*Supplied material:*

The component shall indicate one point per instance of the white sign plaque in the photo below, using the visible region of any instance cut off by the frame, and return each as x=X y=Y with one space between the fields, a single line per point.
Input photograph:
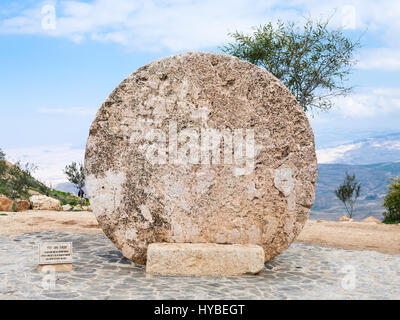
x=55 y=253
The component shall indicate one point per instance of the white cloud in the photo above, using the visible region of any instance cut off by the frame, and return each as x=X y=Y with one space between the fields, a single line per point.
x=386 y=59
x=50 y=160
x=369 y=102
x=68 y=111
x=331 y=155
x=190 y=25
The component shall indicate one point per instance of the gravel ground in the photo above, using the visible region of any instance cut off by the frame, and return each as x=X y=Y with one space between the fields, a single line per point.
x=100 y=272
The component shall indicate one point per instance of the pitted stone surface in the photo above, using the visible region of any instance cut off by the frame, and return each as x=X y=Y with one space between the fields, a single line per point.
x=145 y=186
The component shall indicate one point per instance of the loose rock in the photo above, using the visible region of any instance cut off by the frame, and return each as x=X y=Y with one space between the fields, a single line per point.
x=5 y=204
x=23 y=205
x=42 y=202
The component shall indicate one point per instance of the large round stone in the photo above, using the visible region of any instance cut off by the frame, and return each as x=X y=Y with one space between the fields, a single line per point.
x=201 y=147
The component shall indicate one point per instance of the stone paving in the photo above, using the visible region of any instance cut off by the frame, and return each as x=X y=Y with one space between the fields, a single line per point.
x=101 y=272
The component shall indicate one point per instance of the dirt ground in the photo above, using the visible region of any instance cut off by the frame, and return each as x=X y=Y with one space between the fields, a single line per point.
x=345 y=235
x=34 y=221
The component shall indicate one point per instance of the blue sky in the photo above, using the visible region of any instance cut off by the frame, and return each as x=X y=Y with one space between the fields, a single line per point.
x=54 y=79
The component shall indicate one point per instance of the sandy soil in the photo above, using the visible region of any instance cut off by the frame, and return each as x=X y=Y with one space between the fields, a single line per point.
x=344 y=235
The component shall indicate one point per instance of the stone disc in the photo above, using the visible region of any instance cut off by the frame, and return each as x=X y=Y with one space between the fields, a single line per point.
x=198 y=148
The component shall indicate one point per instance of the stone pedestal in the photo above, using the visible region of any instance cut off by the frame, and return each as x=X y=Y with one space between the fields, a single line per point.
x=203 y=259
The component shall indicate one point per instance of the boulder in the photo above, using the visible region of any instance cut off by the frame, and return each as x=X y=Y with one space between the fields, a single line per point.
x=22 y=205
x=201 y=148
x=5 y=204
x=203 y=259
x=67 y=207
x=77 y=208
x=346 y=219
x=372 y=219
x=42 y=202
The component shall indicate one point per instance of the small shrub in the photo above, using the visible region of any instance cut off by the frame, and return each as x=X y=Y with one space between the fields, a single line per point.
x=392 y=202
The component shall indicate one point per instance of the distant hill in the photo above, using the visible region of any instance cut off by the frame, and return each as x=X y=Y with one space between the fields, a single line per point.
x=379 y=149
x=16 y=182
x=374 y=181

*Exercise:* Set down the lines of the records above exactly, apart from the pictures.

*Written solution:*
The component shall indicate one point per instance of the white sign plaque in the photo below, using the visible region of any instance cut off by the frame, and return each as x=X y=Y with one space between the fields, a single line per point.
Input photograph:
x=55 y=253
The component shall indicate one point per instance of the white cloud in the photo above, using the visible region of any instance cut off by the frame, and return each as x=X y=Y with one space between the fields, a single line per point.
x=386 y=59
x=50 y=160
x=369 y=102
x=68 y=111
x=331 y=155
x=190 y=25
The component shall indicate one point per instance of the gravel ground in the photo above, using the visible region of any instance cut off by the frame, and return each as x=X y=Y with one space between the fields, a single line per point.
x=100 y=272
The component shall indicate one point per instance of the pitted stone surface in the photo above, using the visible region of any instance cut off by the frame, and return each as x=X y=Y with one space between the fields, a single line per point.
x=145 y=186
The component shall indicate one point per instance of the loose rock in the photo above, using the visible region of any instance cut off by the frame, and return each as x=X y=Y with one space between the fields, a single line per point.
x=5 y=204
x=23 y=205
x=42 y=202
The component shall indicate one point per instance of the large round stone in the photo above, using the visible region of any instance cut off by the frame, and return each as x=X y=Y with one space between the fields, a single line per point.
x=201 y=147
The component shall indicate one point per instance of the stone paving in the photo above, using the visible region of any instance cut off by the frame, and return each as x=X y=Y with one space between the fields, a single line per point.
x=101 y=272
The component shall indicate one point per instance of the dirt ground in the photo above, using the visible region of any instance cut off by the frame, and return each as x=X y=Y with one space between the fields, a single line per point.
x=345 y=235
x=34 y=221
The component shall indicate one point per instance of the blue sky in the photo above, using the visible region of any instance cut off by the frame, and return each as x=X y=Y with one space between the fields, a single line per point.
x=54 y=79
The component shall indicate one point per instance of the sandy soil in the photo above, using the visible region of any instance cut off by the frame, and return each as x=X y=Y with one space between the fields, a single line per point.
x=344 y=235
The component shall indicate one point per instance of the stone disc in the photo above, using the visible region of any instance cut off by the frame, and return each as x=X y=Y with one space between the fields, a single line per point.
x=198 y=148
The component shall indicate one point per instance of the stone pedestal in the photo above, using the visible region of any instance cut off by the frame, and return each as x=X y=Y with one space between the fields, a single line per point.
x=203 y=259
The component shall indicate one point per instance of the boulder in the photo above, using the visible region of any instance cut off by the frame, and return each as x=X y=Y with one space between the fields, a single line per point.
x=22 y=205
x=201 y=148
x=5 y=204
x=203 y=259
x=67 y=207
x=77 y=208
x=346 y=219
x=372 y=219
x=42 y=202
The component shall indicate one point per instance of the small shrub in the photo above, using the visible region of any instance cut off by the frame, and return each as x=X y=Y with one space between the fields, a single line per point.
x=392 y=202
The component shall indicate one point per instance of the distant hill in the photo above, using the visible region of any instance cut off by the frame, and return each as x=X y=Y with one space between the fields, a single line per point.
x=379 y=149
x=16 y=182
x=374 y=181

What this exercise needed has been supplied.